• _REQUIRED WORK_
Omit all pictures and give the records below again exactly as written.

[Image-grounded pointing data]
• • • • •

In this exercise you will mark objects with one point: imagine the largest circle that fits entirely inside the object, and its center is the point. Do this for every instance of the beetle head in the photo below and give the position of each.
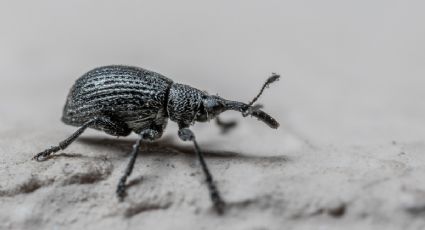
(210, 108)
(214, 105)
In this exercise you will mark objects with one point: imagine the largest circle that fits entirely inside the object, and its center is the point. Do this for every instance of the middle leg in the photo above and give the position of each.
(187, 135)
(149, 135)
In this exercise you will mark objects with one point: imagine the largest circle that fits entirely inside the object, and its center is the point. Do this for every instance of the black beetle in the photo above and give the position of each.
(121, 99)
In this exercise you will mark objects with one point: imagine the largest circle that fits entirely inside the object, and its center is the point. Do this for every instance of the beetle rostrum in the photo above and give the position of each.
(123, 99)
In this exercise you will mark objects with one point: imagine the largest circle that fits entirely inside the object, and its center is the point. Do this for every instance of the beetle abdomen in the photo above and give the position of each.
(130, 94)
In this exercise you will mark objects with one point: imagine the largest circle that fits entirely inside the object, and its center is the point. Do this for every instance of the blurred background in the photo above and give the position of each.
(352, 71)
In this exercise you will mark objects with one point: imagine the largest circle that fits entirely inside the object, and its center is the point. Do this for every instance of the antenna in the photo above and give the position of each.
(275, 77)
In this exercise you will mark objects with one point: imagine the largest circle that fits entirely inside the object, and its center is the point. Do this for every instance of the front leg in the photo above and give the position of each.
(187, 135)
(148, 134)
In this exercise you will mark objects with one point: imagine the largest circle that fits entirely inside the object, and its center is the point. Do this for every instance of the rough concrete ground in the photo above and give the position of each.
(349, 153)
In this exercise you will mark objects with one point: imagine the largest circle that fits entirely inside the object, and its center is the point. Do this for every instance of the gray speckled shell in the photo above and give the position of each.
(130, 95)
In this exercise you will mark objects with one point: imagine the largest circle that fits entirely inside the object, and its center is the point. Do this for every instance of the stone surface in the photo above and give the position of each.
(349, 153)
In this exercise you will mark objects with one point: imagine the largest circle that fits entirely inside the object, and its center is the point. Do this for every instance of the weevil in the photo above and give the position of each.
(121, 99)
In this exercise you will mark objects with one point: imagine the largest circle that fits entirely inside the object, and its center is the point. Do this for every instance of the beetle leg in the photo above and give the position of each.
(225, 126)
(133, 155)
(187, 135)
(148, 134)
(65, 143)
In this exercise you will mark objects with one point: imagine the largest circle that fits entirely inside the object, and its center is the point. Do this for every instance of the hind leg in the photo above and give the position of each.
(99, 123)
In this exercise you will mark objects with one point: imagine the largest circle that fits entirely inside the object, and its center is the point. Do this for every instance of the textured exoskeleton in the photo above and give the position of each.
(121, 99)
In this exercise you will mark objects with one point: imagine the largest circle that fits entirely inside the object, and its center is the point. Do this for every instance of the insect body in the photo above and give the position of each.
(123, 99)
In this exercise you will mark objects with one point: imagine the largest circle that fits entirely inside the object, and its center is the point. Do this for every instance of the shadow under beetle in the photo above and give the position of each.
(121, 99)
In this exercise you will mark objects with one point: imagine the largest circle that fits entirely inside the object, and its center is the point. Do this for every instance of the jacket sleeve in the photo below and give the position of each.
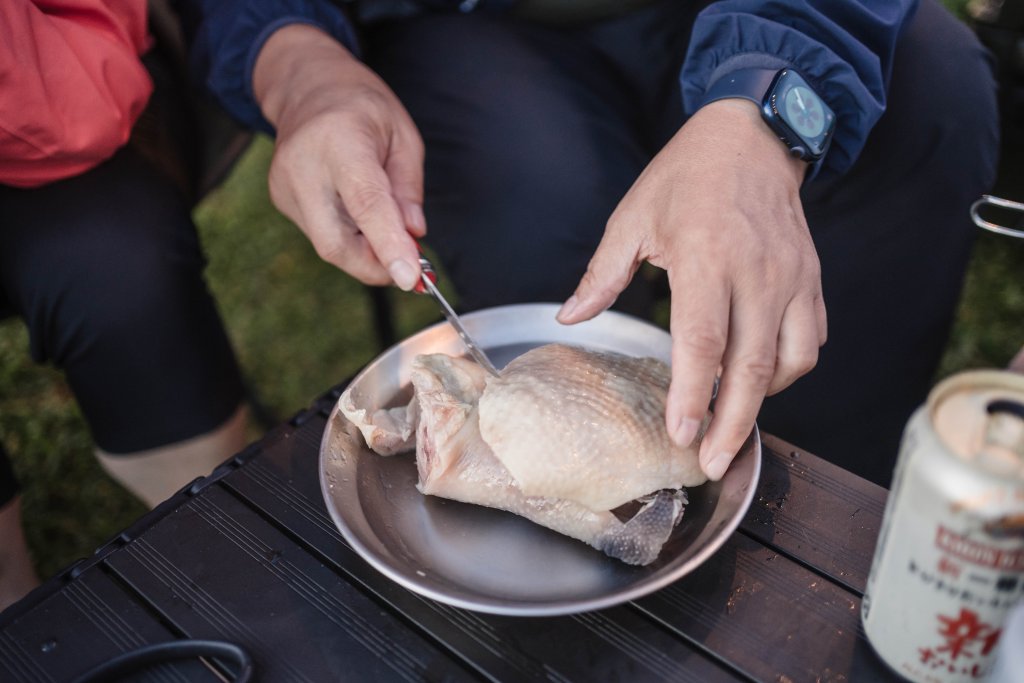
(227, 35)
(844, 48)
(73, 85)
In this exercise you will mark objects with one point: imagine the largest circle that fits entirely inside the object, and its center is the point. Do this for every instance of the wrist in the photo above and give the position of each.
(294, 61)
(753, 140)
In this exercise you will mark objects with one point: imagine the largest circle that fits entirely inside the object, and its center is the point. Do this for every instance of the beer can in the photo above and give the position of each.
(949, 562)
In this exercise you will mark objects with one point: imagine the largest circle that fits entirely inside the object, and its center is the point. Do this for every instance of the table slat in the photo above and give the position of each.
(215, 568)
(817, 513)
(90, 621)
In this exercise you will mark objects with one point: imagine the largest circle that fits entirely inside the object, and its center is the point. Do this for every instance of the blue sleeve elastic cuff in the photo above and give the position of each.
(232, 33)
(845, 53)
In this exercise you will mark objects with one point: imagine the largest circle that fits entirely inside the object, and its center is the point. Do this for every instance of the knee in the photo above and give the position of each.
(104, 294)
(943, 92)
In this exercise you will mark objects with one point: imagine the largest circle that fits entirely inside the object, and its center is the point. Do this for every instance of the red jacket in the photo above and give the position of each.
(72, 84)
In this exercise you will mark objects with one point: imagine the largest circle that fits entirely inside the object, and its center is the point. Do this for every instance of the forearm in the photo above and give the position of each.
(227, 38)
(844, 49)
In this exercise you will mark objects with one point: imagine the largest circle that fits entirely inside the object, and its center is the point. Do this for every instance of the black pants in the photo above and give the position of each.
(535, 133)
(107, 271)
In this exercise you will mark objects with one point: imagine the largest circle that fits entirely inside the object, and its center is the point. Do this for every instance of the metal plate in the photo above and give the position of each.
(495, 561)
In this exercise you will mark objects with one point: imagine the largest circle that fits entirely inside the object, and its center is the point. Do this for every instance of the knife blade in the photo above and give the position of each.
(426, 271)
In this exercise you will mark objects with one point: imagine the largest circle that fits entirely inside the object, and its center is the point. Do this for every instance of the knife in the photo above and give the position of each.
(427, 279)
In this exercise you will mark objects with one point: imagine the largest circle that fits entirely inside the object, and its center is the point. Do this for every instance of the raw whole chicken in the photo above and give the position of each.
(563, 437)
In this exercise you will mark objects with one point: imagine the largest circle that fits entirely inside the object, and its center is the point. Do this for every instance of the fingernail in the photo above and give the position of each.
(685, 431)
(717, 466)
(567, 307)
(402, 273)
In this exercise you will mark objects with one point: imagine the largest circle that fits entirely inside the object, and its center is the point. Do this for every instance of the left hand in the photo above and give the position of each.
(719, 209)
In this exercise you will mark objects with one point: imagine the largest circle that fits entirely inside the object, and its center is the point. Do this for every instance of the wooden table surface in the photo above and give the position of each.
(250, 555)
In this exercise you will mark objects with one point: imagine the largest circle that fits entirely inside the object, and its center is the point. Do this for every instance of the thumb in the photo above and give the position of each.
(610, 269)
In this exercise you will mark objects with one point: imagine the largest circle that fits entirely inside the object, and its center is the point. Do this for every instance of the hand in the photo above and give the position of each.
(719, 209)
(348, 163)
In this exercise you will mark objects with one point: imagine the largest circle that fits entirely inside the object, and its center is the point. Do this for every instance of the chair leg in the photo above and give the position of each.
(383, 316)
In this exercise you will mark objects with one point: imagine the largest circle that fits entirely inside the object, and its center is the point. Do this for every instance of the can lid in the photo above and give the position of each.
(979, 416)
(1001, 446)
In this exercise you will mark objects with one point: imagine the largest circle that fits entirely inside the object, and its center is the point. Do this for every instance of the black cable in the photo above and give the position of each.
(155, 653)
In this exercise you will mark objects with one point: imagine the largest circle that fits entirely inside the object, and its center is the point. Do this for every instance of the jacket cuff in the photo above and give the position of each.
(853, 85)
(231, 36)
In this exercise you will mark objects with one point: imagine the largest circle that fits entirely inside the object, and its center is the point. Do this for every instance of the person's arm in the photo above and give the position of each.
(719, 209)
(844, 49)
(74, 85)
(348, 160)
(225, 37)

• • • • •

• _ANSWER_
In this exercise you will mark objects with one point: imagine the largest circle that fits entirely inside the object, and its center is the point. Do this for every instance of the beetle head in the photo below and give the position of each.
(210, 108)
(214, 105)
In this exercise you will mark objects with one point: imagine the largest circle that fits entirely inside the object, and its center is the point. Do this for every instance of the middle leg in the photo above and give the position of each.
(187, 135)
(149, 135)
In this exercise you will mark objects with one point: imagine the largest circle that fits entirely inside the object, and its center is the point. Do this for every instance of the black beetle in the photo above and give the position of each.
(121, 99)
In this exercise you will mark objects with one point: imagine the largest circle that fits entirely inside the object, and its center is the point. Do this for every instance of the beetle rostrum in the photo above and give the position of each.
(123, 99)
In this exercise you will mark objects with one point: imagine the largest circle that fits entirely inside the object, and its center is the point. Do this for every instance of the beetle abdomen in the photo above and give the position of each.
(130, 94)
In this exercise you will mark objects with one point: imagine the largest circle that fits entirely inside the object, and its center is the point. Do this for every instance of the blurred background in the photo above and give the position of each.
(352, 71)
In this exercise you will mark objects with one point: imagine the largest circle that fits entirely inside the object, and its center is the point. Do this for every instance of the antenna in the photo above and give the position of each.
(275, 77)
In this exercise you will mark objects with one point: imagine the largest circle that fits entirely inside the object, and its center is the point. Do this for every instance of the front leg in the photo above and give the position of each.
(187, 135)
(148, 134)
In this exercise you will mark objects with one point: imagine the largest circle that fits entirely inside the object, and its center is the point. Do this for every instance of the rough concrete ground in the photo above and give the position of each.
(349, 153)
In this exercise you will mark objects with one point: imagine the largest circle that fits entirely inside the object, and its center is the point. Do this for every instance of the gray speckled shell in the photo above and give the position of each.
(130, 95)
In this exercise you will mark objects with one point: imagine the largest circle that fits entirely inside the object, and its center is the point. Do this for every instance of the stone surface in the photo above and give the position of each.
(349, 153)
In this exercise you will mark objects with one point: imagine the largest circle that fits entirely inside the object, and its center is the point. Do this for every instance of the weevil in the photo above and give the position of each.
(121, 99)
In this exercise you will mark objects with one point: imagine the largest circle that fits entirely inside the object, and its center is the point. Do this for every instance of the beetle leg in the photo above and give the position of each.
(225, 126)
(133, 155)
(187, 135)
(148, 134)
(65, 143)
In this exercise you will mark objects with one point: imagine the largest circle that fits entirely inside the object, and its center is the point. Do this for every instance of the hind leg in the photo above and give the position of each.
(99, 123)
In this exercise you will mark objects with one point: imagine the largest circle that fits entirely inside the object, and its center is the point. Do this for every instance of the textured exoskeleton in the photo above and give the position of each.
(121, 99)
In this exercise you will mark objects with one point: imagine the largest circle that fits entirely inside the object, and its center is the point. Do this for every instance of the insect body in the photo above and give the position of each.
(123, 99)
In this exercise you will mark objects with one point: imagine the largest circle that fits entirely inside the object, and its center is the point. Do this for every instance of the shadow under beetle in the photo above and give the position of each.
(121, 99)
In this exercise you will mark objects with one point: imagine the largest circle that fits entirely inside the object, and its center is the point. Do this for every instance of the jacket sleeve in the photo below and give the position of each.
(227, 35)
(844, 48)
(73, 85)
In this exercise you will mark objects with one point: imagine the largest circle that fits entirely inside the object, and its center is the point. Do this for every instance of the wrist in the photo above and give the position of each.
(294, 61)
(753, 140)
In this exercise you will mark objects with one point: imagine the largest circle that fits entirely inside the object, and its center is the point. Do this for every instance of the beer can in the photo above and give the position of each.
(949, 562)
In this exercise you will mark objects with one point: imagine the largest circle that fits entirely inside the object, and its center is the point. Do this for every instance of the table slat in the photo above and give the position of each.
(215, 568)
(817, 513)
(90, 621)
In this exercise you will mark objects with one point: imagine the largest circle that fits entirely inside the object, and its center is the point. Do this for every instance of the blue sleeve elastic cuff in the photo above and give the position of each.
(232, 33)
(845, 53)
In this exercise you will mark objects with one point: imagine the largest circle that fits entirely inside the object, and its center is the point. Do this for every instance of the knee in the photo above and give the position of each.
(104, 294)
(943, 92)
In this exercise you will mark objects with one point: imagine the largest circle that fits entirely inside the object, and its center is the point. Do this for every instance of the red jacket in the photo above and give the position of each.
(72, 84)
In this exercise you will mark objects with one point: imagine the largest circle that fits entirely inside the object, and its center is the point. Do this for every instance of the forearm in the photo above and give the position of each.
(227, 38)
(844, 49)
In this exercise you will mark objects with one point: imagine the largest circle that fits entirely inside the object, and its center is the point. Do this for every instance of the black pants in the photo above and give the position of each.
(535, 133)
(107, 271)
In this exercise you will mark objects with one point: imagine the largest circle that fits entirely inside the object, and its center is the point. Do this for every instance of the metal plate in the photo above and give the position of each.
(495, 561)
In this exercise you will mark objects with one point: imagine the largest circle that fits entirely inside the object, and its center is the point. Do this for every instance of the knife blade in the photo above and give the position of each.
(426, 271)
In this exercise you will mark objects with one point: imagine the largest circle that fits entirely inside the object, and its center is the point. Do this for every instance of the knife in the photo above and give the position of each.
(427, 279)
In this exercise you will mark objects with one point: imagine the largest circle that fits entirely inside the object, and its center is the point. Do this for every instance of the raw whole chicken in the photo above and give the position of each.
(563, 437)
In this exercise you will mark objects with one point: imagine the largest circle that fits entirely inside the object, and its center is the point. Do this for every instance of the fingernail in the photo above and give the position of each.
(685, 431)
(717, 466)
(567, 307)
(402, 273)
In this exercise you will mark objects with one point: imagine the largest circle that fits entirely inside the object, and its center is the point. Do this for every instance of the left hand in the photo above and give the position of each.
(719, 209)
In this exercise you will mark objects with one point: imagine the largest circle that fits entirely inside the object, and its center is the point. Do this for every instance of the wooden table surface in the photo above and give the position of each.
(250, 555)
In this exercise you will mark objects with one point: imagine the largest circle that fits entirely inside the object, and its center is the point. Do this for every instance of the thumb in the photo above and give the position of each.
(610, 269)
In this exercise you will mark objects with one point: imagine the largest circle that fits entirely inside the object, and its center is the point. Do this for every instance of the hand in the photo above and give the position of each.
(719, 209)
(348, 163)
In this exercise you will mark objects with one point: imagine the largest circle that fits entirely inside the object, and its center is the point. Do this for every instance of the chair leg in the photo above and give the position of each.
(383, 316)
In this exercise you will mark objects with one point: imagine the largest circle that fits entirely inside the object, and its center is the point. Do this for every instance of the can lid in the photo above and give the position of each.
(979, 416)
(1001, 446)
In this exercise you will mark objects with one point: imagine the largest circle that fits entirely inside the object, and its center is the point. Do this for every instance of the black cable in the photo above and give the position of each.
(155, 653)
In this exercise you will mark objects with one point: imagine the largest circle that fits entirely inside the object, and its center is the point. Do this for every instance of the jacket cuff in the photo above and give the position of each.
(853, 85)
(231, 36)
In this exercise you will mark objects with one point: imagine the largest circle that fits entirely inside the object, and its center is the point. Do this for every instance of the person's arm in the photo above and give the position of each.
(719, 209)
(844, 49)
(74, 85)
(348, 160)
(225, 37)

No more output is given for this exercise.